Records for the task:

◆ ◆ ◆ ◆ ◆ ◆ ◆

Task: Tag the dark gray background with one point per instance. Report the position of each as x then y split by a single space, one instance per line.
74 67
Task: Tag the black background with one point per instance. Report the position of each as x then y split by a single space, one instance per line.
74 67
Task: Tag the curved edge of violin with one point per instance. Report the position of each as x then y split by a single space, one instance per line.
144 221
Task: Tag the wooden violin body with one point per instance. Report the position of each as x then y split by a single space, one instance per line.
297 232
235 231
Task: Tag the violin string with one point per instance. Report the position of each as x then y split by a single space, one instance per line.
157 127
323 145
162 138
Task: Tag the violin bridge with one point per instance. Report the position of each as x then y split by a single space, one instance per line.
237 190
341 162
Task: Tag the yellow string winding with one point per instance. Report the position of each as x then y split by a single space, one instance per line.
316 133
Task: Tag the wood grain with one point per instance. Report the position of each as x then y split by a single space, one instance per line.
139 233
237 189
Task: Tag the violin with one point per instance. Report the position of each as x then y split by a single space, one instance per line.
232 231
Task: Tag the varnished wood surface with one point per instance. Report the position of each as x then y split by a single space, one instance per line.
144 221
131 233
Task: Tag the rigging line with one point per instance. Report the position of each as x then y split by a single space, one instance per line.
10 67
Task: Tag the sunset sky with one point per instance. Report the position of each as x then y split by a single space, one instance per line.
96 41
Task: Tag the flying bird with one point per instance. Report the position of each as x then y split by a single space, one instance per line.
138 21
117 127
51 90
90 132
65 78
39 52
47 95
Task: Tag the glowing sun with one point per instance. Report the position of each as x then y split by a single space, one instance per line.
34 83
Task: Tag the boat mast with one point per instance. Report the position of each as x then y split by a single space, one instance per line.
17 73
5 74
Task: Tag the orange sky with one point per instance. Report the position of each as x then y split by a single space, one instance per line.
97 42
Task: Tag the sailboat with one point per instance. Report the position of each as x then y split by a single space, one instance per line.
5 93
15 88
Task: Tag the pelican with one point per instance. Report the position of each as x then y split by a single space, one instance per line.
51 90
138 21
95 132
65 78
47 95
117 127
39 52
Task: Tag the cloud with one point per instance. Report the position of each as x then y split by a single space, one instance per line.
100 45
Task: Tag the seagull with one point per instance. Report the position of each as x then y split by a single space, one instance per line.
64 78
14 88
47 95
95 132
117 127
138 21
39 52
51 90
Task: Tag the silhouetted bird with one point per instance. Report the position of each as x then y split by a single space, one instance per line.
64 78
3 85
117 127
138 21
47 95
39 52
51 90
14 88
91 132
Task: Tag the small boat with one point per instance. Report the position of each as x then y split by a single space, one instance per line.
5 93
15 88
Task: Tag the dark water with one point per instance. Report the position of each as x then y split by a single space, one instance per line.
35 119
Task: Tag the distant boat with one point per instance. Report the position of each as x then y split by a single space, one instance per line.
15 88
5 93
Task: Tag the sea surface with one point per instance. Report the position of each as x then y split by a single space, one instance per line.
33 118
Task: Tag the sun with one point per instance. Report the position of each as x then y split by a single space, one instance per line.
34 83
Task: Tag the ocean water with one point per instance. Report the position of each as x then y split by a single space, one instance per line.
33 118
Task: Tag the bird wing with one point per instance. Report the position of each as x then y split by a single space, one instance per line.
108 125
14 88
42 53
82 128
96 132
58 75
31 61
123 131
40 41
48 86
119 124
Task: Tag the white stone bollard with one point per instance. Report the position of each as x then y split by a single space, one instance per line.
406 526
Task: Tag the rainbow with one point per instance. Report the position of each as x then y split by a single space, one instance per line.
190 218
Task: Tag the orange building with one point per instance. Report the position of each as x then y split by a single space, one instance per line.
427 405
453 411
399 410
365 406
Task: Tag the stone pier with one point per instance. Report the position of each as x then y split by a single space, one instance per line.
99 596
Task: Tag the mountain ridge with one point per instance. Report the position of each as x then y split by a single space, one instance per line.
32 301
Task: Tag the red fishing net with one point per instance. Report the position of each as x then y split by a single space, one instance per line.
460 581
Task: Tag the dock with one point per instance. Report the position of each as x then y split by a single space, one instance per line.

◆ ◆ ◆ ◆ ◆ ◆ ◆

Work to be completed:
Shift every point coordinate in the answers up by 80, and write out the data from the line containing "Task: Tag the red" through the end of the data, inclusive, with the request lines kept in place.

Answer to the exercise:
Task: Tag the red fishing net with one point per instance. Report the position of each as x then y split by a single space, one instance per line.
540 661
Task: Tag the dock with one point per instance. Report the position of each as x then y split by a single space, one instance per line.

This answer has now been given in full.